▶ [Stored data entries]
────

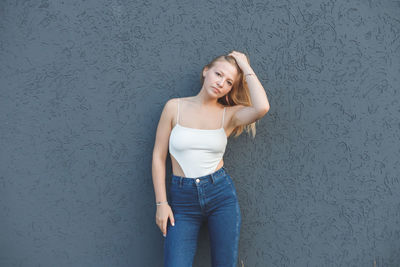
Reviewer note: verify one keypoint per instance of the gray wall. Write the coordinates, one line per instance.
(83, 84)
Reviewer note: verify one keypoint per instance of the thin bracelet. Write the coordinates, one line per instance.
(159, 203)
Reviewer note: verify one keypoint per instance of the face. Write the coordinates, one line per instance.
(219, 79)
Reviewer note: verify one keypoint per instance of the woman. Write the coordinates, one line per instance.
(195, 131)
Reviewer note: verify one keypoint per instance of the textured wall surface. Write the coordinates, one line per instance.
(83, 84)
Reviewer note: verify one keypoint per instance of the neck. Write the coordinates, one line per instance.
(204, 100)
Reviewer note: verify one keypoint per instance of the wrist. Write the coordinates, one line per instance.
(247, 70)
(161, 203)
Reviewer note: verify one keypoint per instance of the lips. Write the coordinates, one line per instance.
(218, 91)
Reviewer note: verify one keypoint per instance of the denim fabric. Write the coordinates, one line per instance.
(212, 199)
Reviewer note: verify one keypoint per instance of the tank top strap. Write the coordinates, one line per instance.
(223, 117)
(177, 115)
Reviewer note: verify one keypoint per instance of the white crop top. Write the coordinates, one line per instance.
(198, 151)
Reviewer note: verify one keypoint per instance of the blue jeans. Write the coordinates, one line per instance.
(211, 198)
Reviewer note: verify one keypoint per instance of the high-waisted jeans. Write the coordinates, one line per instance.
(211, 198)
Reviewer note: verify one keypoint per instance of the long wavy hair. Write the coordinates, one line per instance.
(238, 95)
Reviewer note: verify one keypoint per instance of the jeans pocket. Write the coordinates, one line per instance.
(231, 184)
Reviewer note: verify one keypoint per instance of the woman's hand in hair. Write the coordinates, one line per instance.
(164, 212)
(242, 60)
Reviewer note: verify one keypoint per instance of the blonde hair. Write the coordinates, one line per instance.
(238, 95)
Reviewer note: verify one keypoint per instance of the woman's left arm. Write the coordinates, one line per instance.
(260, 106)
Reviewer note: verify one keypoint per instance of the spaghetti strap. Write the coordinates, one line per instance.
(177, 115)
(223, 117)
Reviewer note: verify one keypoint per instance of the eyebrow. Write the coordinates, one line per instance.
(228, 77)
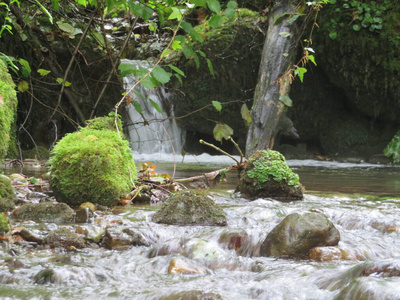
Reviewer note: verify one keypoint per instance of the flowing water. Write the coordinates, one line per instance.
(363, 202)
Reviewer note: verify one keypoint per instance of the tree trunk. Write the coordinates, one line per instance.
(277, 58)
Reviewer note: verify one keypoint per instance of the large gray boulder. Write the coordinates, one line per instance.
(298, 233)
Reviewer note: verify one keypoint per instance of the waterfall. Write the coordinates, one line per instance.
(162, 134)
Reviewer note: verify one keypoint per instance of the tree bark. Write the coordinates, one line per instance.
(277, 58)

────

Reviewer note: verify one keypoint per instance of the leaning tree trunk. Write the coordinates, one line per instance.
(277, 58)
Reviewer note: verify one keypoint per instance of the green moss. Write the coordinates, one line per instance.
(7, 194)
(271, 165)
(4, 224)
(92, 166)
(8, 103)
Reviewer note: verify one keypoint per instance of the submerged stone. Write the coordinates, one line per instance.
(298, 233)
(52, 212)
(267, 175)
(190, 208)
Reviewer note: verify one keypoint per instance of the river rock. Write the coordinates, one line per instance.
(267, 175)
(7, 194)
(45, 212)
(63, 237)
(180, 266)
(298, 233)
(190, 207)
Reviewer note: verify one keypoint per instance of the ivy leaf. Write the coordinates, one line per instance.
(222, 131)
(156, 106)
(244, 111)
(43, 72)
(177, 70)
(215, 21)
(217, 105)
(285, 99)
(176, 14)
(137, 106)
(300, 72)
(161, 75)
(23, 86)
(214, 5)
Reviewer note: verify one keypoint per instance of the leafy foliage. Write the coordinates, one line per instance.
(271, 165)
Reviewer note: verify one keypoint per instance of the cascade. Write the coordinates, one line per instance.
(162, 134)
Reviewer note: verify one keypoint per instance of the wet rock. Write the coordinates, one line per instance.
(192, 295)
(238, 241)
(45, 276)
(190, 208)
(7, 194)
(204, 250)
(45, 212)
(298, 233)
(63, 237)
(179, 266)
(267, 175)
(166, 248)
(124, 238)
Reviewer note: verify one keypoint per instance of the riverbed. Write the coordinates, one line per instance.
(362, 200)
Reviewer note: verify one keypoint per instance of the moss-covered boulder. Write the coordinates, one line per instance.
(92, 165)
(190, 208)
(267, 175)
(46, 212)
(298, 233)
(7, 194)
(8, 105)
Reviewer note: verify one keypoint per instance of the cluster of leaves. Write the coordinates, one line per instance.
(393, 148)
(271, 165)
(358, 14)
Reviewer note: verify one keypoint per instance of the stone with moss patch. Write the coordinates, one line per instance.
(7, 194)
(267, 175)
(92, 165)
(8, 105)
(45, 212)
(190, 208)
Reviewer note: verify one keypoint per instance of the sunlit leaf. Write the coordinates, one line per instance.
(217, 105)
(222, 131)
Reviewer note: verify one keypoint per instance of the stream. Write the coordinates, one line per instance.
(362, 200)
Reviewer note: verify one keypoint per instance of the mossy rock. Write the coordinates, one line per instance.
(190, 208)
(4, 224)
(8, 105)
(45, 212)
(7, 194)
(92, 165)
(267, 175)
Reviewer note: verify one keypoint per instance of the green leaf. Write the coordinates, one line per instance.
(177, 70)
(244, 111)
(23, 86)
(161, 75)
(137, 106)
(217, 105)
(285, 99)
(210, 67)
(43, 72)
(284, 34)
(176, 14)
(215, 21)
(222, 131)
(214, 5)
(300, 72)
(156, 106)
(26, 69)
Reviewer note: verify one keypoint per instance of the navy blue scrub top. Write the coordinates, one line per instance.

────

▶ [DIRECTIONS]
Above this instruction are the records; retype exactly the lines from the one containing "Reviewer note: verify one keypoint per instance of the stream." up to and including the one containing "Reviewer note: verify one keypoint per instance of the navy".

▶ [RESULT]
Reviewer note: verify one keypoint per instance of the stream. Write the coordinates, one line per instance.
(362, 200)
Reviewer note: verify one keypoint per instance of the mossy rock. Write the coordinates, one line per instance.
(190, 208)
(4, 224)
(8, 105)
(45, 212)
(7, 194)
(92, 165)
(267, 175)
Reviewer note: verify one keypoint per instance of the green leaf. Write the coordinates, one line per instance.
(177, 70)
(244, 111)
(23, 86)
(161, 75)
(137, 106)
(217, 105)
(285, 99)
(210, 67)
(43, 72)
(284, 34)
(176, 14)
(215, 21)
(222, 131)
(214, 5)
(300, 72)
(156, 106)
(26, 69)
Reviewer note: verify one keypoint per instance of the navy blue scrub top. Write the coordinates, one line per instance.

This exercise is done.